INSTRUCTIONS TO FOLLOW.
Among the records that follow, find the line with "Target: pink tongue" and the line with "Target: dog's ear". Set down those lines and all lines between them exactly, without adding anything.

DATA TO PROCESS.
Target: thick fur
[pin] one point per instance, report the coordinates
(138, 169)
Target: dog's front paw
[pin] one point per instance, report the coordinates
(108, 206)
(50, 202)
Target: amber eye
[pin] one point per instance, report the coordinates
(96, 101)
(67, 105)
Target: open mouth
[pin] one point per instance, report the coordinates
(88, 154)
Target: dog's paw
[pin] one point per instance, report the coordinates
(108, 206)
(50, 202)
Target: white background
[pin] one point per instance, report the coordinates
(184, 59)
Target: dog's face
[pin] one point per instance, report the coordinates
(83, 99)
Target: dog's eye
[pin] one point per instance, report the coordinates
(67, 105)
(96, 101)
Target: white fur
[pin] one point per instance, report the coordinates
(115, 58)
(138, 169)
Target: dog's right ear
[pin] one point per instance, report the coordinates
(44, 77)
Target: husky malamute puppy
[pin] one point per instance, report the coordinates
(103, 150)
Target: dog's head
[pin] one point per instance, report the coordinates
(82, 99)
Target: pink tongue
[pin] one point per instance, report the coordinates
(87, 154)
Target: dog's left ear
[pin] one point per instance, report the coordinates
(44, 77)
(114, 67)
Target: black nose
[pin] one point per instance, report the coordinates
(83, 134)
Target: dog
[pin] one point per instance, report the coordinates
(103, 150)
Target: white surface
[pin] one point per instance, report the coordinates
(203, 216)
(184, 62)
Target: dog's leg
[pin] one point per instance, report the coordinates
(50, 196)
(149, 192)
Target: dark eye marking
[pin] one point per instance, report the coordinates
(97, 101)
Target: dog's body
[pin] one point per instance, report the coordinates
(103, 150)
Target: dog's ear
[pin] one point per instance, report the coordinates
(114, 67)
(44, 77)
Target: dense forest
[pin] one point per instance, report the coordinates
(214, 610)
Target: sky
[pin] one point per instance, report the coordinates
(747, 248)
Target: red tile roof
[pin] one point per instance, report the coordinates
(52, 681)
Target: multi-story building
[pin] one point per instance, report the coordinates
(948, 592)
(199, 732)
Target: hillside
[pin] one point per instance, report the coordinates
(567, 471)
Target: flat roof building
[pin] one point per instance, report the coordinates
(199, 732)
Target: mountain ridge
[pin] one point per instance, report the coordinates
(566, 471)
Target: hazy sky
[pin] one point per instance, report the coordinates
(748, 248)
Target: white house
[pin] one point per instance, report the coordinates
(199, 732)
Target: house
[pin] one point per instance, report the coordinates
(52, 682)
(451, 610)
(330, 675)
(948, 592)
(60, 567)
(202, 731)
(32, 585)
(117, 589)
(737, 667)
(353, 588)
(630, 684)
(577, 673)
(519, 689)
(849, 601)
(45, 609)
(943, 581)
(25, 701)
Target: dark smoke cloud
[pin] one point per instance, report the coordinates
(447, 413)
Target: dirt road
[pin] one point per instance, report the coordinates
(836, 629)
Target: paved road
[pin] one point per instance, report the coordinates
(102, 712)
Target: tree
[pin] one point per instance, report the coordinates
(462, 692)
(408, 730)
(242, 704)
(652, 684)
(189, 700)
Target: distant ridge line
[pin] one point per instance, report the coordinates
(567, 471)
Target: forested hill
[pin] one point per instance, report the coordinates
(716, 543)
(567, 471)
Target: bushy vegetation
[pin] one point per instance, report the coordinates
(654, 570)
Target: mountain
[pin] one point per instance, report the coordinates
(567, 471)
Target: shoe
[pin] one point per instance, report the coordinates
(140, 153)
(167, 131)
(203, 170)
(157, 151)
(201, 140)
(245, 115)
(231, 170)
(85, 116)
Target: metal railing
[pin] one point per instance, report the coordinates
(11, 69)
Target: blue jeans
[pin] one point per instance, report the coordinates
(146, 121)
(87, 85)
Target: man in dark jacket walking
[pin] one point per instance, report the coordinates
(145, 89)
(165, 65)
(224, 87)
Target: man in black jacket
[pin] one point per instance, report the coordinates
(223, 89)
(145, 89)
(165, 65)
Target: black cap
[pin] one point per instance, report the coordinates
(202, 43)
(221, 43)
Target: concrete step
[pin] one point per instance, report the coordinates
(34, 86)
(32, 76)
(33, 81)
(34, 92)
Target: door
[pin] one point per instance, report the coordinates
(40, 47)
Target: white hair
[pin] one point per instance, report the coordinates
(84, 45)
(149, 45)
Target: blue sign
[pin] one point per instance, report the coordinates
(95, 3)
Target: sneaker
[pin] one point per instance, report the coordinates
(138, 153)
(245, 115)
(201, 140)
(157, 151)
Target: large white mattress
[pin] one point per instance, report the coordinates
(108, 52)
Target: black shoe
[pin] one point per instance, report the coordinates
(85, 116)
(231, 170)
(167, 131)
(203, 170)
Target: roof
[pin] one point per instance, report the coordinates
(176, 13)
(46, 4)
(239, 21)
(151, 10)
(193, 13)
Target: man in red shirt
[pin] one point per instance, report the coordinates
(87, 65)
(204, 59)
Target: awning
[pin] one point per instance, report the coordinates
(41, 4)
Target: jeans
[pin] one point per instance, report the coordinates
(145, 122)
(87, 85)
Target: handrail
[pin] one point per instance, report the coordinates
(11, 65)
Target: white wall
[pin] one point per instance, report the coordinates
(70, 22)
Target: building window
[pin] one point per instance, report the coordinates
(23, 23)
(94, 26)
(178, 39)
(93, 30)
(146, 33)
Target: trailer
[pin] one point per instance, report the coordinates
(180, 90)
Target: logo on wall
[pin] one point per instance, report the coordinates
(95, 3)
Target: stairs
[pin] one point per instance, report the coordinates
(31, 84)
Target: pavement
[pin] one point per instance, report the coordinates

RESULT OF THIS TASK.
Target: pink tongue
[pin] one point per instance, report the coordinates
(87, 154)
Target: dog's left ear
[pin] one point per instance, report the coordinates
(44, 77)
(114, 67)
Target: black nose
[pin] one point per instance, report the coordinates
(83, 134)
Target: dog
[pin] one point per instance, report the coordinates
(103, 150)
Target: white surface
[pin] one point per instance, report the coordinates
(203, 216)
(184, 62)
Target: dog's leg
[pin] one point per instance, report the coordinates
(50, 196)
(149, 192)
Target: dark eye marking
[pin] one point per instance, report the coordinates
(97, 101)
Target: dog's body
[pin] one point per instance, report the coordinates
(103, 150)
Target: dog's ear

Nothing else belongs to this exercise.